- WHAT YOU ARE ASKED TO DO: Everything from the line that contains "A point belongs on each instance of the dry" through the last line of the listing must be copied exactly, with both of those lines included and no others.

- STORED DATA:
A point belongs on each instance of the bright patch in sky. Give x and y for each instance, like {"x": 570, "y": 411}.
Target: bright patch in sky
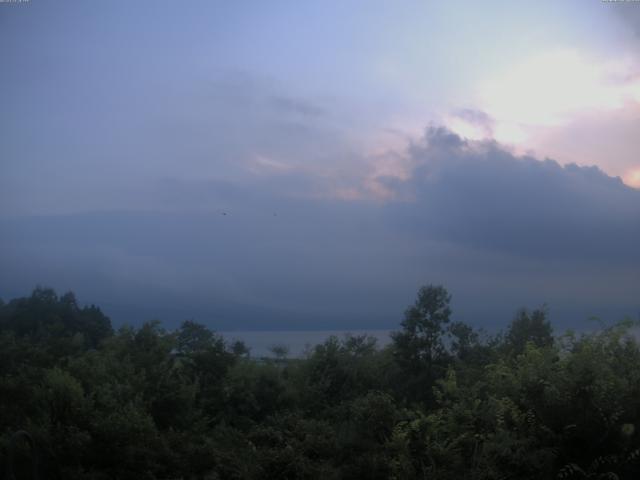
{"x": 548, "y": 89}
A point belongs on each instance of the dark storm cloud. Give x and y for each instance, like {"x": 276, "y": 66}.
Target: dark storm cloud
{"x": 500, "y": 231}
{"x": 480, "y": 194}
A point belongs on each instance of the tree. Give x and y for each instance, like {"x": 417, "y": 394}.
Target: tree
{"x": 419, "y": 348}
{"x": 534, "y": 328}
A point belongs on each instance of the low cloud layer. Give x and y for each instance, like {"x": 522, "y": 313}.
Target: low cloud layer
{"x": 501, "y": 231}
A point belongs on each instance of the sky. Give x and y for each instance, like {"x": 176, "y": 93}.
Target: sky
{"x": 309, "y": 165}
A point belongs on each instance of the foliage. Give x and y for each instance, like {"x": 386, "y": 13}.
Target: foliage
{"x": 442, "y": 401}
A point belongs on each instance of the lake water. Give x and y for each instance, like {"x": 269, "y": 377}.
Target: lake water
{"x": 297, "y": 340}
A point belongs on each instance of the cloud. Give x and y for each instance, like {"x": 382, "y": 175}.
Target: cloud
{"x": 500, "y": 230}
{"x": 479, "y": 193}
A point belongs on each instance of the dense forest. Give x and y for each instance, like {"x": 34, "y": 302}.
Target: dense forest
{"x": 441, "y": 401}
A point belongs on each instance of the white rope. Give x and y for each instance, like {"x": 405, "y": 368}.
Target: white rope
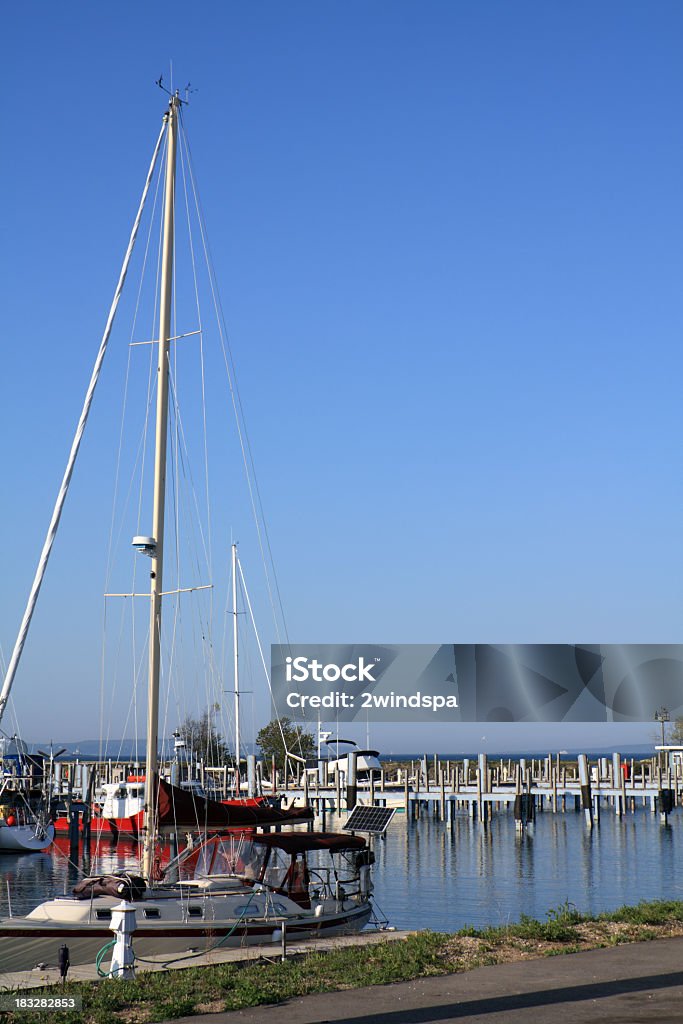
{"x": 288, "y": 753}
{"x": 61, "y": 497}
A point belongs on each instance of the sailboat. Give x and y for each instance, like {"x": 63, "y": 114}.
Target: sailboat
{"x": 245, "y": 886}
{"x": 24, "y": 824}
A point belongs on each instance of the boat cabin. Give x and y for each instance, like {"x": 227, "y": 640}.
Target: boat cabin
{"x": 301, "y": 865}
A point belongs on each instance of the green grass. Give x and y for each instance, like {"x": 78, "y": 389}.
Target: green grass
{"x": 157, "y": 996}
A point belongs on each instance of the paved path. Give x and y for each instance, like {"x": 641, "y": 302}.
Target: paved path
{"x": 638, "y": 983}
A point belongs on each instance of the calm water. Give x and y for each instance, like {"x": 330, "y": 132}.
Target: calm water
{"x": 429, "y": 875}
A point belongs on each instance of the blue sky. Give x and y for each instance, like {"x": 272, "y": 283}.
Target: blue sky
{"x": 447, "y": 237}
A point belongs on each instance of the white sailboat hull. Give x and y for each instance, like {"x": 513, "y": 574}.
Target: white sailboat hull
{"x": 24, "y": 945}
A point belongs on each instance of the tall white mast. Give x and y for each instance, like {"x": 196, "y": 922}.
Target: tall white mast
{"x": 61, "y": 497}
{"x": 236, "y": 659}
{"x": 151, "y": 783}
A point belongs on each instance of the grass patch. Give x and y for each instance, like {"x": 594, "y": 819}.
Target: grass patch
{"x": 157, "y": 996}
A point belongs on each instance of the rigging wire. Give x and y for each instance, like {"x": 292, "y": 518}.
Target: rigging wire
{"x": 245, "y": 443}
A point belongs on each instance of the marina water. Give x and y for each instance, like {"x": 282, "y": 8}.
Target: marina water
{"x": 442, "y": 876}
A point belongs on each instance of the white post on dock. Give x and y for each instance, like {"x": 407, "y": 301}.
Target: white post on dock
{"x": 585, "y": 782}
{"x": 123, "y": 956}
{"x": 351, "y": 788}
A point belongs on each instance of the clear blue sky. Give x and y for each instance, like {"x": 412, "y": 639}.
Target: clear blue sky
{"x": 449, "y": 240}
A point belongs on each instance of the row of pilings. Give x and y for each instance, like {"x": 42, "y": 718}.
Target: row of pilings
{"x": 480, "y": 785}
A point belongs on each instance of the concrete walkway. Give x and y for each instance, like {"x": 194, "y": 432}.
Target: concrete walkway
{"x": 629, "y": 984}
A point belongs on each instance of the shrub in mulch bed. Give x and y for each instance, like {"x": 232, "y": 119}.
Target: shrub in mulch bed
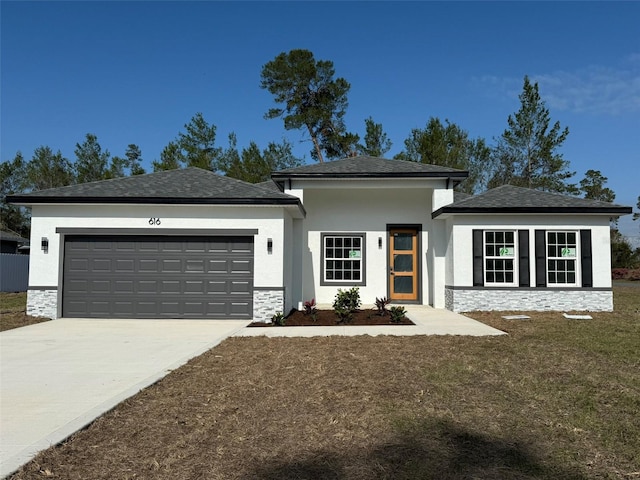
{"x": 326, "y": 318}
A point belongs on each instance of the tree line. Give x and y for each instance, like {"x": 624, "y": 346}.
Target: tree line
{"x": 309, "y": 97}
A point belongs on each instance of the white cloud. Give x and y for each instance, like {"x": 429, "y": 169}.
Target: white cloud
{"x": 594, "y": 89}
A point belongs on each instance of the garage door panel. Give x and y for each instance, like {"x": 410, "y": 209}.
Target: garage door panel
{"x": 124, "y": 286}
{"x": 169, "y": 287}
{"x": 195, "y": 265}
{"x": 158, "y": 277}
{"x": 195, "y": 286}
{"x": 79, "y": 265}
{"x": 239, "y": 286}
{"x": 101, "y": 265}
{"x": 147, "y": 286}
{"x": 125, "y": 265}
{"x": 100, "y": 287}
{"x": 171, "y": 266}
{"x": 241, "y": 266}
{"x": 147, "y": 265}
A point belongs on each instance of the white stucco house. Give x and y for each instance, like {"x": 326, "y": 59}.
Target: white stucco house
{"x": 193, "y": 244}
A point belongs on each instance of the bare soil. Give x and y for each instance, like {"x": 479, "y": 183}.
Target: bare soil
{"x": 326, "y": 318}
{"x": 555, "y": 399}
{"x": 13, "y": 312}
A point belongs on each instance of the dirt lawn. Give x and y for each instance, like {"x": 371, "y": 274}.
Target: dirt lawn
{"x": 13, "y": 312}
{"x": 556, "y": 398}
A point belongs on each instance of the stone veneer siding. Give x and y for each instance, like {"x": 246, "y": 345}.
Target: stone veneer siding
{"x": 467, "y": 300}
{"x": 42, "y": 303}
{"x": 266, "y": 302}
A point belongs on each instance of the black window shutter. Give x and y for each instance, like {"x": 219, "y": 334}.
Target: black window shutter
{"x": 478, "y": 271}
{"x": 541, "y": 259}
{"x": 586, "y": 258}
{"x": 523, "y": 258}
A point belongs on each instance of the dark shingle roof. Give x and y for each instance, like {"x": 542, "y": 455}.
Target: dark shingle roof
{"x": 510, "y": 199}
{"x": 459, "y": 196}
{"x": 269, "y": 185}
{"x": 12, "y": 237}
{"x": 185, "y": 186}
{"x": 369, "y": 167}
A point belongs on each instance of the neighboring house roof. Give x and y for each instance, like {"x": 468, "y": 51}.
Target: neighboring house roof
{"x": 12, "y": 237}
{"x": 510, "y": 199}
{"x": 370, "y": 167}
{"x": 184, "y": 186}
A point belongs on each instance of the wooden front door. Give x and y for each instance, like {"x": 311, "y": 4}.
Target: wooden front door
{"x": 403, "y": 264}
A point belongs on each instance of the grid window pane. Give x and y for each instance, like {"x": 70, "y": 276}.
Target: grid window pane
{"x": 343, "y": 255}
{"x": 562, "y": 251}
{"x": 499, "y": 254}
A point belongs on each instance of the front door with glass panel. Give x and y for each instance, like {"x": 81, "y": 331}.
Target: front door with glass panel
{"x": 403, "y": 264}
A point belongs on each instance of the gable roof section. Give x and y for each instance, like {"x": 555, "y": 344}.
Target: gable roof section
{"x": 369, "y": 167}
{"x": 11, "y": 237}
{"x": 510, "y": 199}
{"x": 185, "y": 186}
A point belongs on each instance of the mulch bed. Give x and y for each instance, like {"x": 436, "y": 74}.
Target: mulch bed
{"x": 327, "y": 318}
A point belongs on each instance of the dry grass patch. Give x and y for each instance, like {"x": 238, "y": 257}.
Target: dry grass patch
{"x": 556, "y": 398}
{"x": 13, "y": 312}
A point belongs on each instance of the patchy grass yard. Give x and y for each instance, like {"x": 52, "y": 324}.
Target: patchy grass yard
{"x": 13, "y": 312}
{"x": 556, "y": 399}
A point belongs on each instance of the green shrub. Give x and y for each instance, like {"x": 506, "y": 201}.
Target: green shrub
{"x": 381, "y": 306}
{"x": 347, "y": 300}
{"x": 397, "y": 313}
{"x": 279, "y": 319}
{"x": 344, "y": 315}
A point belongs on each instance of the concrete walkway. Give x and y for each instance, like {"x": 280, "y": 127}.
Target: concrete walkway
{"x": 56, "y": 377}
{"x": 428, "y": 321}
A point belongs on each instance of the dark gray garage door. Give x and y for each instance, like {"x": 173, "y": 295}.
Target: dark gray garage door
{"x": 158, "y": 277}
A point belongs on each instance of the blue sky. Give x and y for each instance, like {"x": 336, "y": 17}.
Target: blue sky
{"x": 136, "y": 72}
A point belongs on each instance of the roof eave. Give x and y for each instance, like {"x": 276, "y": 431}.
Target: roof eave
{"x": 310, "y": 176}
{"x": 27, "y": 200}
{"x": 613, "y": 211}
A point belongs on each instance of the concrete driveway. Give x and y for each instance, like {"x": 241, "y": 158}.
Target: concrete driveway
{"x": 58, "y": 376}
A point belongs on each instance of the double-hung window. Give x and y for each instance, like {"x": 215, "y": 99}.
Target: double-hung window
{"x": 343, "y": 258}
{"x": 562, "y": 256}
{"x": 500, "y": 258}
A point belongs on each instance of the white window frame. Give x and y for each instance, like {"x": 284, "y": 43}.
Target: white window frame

- IN RESPONSE:
A point belongs on each instance of the dry grass patch. Give x and y for each instance, like {"x": 238, "y": 257}.
Target: dry grass patch
{"x": 556, "y": 398}
{"x": 13, "y": 312}
A point belongs on each instance of the patchy grass yard. Give x and y for each instance, like {"x": 52, "y": 324}.
Target: patchy grass yard
{"x": 13, "y": 312}
{"x": 556, "y": 399}
A point belongs on each instance of the green shrub. Give x and y for each instance, like {"x": 506, "y": 201}.
Target: green shrub
{"x": 381, "y": 306}
{"x": 347, "y": 300}
{"x": 397, "y": 313}
{"x": 279, "y": 319}
{"x": 344, "y": 315}
A point belongs on each instance of the concrete walkway. Give x and y for each instance, like {"x": 280, "y": 127}.
Target: concrete walkway
{"x": 56, "y": 377}
{"x": 428, "y": 321}
A point belongs on each instance of the dark gray garage door. Give x and y for each instance, like {"x": 173, "y": 295}.
Target: dark gray garage door
{"x": 158, "y": 277}
A point belongs on each instance of the blue sky. Give x and y for each instance, like {"x": 336, "y": 17}.
Target: blue sky
{"x": 136, "y": 72}
A point belongs on each instance of the roof eave. Give x and y for each instance, like {"x": 276, "y": 431}.
Target: roof eave
{"x": 310, "y": 176}
{"x": 27, "y": 200}
{"x": 613, "y": 211}
A point belongs on each instance of the concrete driveway. Give x and y for each instance, like {"x": 241, "y": 158}.
Target: concrete driveway
{"x": 58, "y": 376}
A point belongs on each instance of the double-hung window. Give x and y for each instance, like {"x": 215, "y": 99}.
Target: double-hung window
{"x": 343, "y": 258}
{"x": 562, "y": 256}
{"x": 500, "y": 258}
A point belongs on each instance of the white window frame. Give x and y for each instance, like {"x": 284, "y": 43}.
Target: white window frame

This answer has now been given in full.